Set of tasks:
- a) Answer these questions using the passage on SP-D aggregation below:
(i) What final concentration of SP-D was added to the yeast cells?
(ii) For how long was the A₇₀₀ tracked after protein was added to the glucan powder?
(iii) How often was the A₇₀₀ of the yeast cell wall suspensions measured?
- b) Carry on writing the passage on SP-D aggregation, starting right after its last sentence.

Passage provided:

S. cerevisiae aggregation by SP-D. Yeast cells were suspended in calcium-containing buffer with or without 10 mM EDTA at room temperature. After 5 min, recombinant human SP-D was added to a final concentration of 5 μg/ml. Buffer was added to the negative control sample. The A₇₀₀ of the suspensions was monitored every minute for 2 h after protein addition. For the graphs shown, the starting A₇₀₀ for all samples was normalized to the buffer control for ease of interpretation. The graph shows representative data from duplicate experiments.

FIG. 3

S. cerevisiae cell wall aggregation by SP-D. Yeast cell walls were suspended in calcium-containing buffer with or without 10 mM EDTA at room temperature. After 5 min, recombinant human SP-D was added to a final concentration of 5 μg/ml. Buffer was added to the negative control sample. The A₇₀₀ of the suspensions was monitored every minute for 2 h after protein addition. For the graphs shown, the starting A₇₀₀ for all samples was normalized to the buffer control for ease of interpretation. The graph shows representative data from duplicate experiments.

FIG. 4

Glucan aggregation by SP-D. Glucan powder was suspended in calcium-containing buffer with or without 10 mM EDTA at room temperature. After 5 min, recombinant human SP-D was added to a final concentration of 10 μg/ml. Buffer was added to the negative control sample. The A₇₀₀ of the suspensions was monitored every minute for 18 min after protein addition. For the graphs shown, the starting A₇₀₀ for all samples was normalized to the buffer control for ease of interpretation. The graph shows representative data from duplicate experiments.

Data provided:
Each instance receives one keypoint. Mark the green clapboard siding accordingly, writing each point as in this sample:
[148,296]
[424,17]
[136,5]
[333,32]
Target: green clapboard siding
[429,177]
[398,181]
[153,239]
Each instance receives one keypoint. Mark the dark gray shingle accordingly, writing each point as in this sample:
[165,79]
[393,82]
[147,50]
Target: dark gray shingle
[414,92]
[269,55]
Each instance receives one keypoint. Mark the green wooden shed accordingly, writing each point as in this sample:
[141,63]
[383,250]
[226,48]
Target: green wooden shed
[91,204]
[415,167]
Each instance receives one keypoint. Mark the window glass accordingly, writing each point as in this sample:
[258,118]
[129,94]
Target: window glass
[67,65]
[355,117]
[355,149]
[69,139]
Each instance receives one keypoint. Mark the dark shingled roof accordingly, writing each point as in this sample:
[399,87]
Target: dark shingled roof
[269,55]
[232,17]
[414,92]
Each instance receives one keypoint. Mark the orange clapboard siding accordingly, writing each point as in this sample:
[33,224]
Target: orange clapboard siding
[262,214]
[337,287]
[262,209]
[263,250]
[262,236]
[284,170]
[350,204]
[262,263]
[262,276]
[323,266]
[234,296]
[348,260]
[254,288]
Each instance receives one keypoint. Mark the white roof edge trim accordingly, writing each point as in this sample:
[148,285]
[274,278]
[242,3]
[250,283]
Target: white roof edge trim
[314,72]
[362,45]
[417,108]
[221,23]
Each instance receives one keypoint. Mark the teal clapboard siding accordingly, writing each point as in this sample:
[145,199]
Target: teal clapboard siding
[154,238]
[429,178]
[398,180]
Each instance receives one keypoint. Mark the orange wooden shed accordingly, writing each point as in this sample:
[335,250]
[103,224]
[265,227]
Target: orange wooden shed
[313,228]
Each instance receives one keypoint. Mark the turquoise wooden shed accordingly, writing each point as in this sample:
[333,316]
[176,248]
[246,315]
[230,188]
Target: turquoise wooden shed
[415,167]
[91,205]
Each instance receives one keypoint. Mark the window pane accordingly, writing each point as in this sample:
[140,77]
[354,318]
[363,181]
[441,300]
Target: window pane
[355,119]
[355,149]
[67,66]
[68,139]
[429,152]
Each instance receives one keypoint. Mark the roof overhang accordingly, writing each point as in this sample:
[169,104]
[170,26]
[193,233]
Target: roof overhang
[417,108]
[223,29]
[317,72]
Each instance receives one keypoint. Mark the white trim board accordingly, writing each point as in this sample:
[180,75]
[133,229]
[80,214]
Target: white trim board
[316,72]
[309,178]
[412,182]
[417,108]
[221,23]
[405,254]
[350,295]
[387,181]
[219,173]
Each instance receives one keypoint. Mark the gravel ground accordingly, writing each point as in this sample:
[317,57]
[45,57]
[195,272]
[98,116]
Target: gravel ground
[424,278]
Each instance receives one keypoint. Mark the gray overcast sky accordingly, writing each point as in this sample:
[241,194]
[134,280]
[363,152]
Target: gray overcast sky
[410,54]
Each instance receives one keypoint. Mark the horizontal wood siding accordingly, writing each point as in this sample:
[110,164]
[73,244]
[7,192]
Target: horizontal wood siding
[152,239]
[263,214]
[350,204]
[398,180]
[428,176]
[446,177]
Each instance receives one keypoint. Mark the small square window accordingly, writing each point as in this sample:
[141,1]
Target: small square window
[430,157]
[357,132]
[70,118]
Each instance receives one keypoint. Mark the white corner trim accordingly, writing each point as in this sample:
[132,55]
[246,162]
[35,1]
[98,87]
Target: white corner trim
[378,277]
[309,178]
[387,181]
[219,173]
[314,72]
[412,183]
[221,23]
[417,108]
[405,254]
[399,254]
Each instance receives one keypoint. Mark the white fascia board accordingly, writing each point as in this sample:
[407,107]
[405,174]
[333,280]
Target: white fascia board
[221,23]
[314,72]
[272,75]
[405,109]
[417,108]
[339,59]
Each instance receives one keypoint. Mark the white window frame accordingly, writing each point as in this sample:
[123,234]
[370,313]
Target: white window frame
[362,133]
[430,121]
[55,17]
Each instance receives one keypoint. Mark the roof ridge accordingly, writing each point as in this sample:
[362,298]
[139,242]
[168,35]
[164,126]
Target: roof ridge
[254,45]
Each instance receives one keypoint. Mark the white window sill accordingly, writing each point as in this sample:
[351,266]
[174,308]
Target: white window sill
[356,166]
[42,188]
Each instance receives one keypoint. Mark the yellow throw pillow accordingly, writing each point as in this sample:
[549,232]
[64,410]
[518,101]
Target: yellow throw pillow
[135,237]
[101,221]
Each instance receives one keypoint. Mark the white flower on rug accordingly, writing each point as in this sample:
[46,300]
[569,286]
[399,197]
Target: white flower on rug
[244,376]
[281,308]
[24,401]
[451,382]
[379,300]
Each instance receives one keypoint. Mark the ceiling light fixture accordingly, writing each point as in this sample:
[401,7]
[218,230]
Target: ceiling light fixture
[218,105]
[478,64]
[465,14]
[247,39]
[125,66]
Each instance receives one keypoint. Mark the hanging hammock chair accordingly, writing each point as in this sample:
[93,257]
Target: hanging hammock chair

Responses to the tasks:
- a)
(i) 5 μg/ml
(ii) 18 min
(iii) Every minute

- b)
FIG. 5

Aggregation of zymolyase-treated yeast glucan by SP-D. Insoluble material remaining after zymolyase digestion of yeast glucan was suspended in calcium-containing buffer with or without 10 mM EDTA at room temperature. After 5 min, recombinant human SP-D was added to a final concentrations of 10 μg/ml. Buffer was added to the negative control sample. The A₇₀₀ of the suspensions was monitored every minute for 2 h after protein addition. For the graphs shown, the starting A₇₀₀ for all samples was normalized to the buffer control for ease of interpretation. The graph shows representative data from duplicate experiments.

FIG. 6

Inhibition of SP-D-induced yeast aggregation. Yeast cells were suspended in calcium-containing buffer with or without carbohydrate inhibitor at room temperature. After 5 min, recombinant human SP-D was added to all samples except the negative control (final SP-D concentration was 5 μg/ml). Buffer was added to the negative control sample. The A₇₀₀ of the suspensions was monitored every minute for 2 h after protein addition. For the graphs shown, the starting A₇₀₀ for all samples was normalized to the buffer control for ease of interpretation. Maltose, pustulan, and laminarin concentrations are reported as glucose equivalents (Glc eq.). The graph shows representative data from duplicate experiments.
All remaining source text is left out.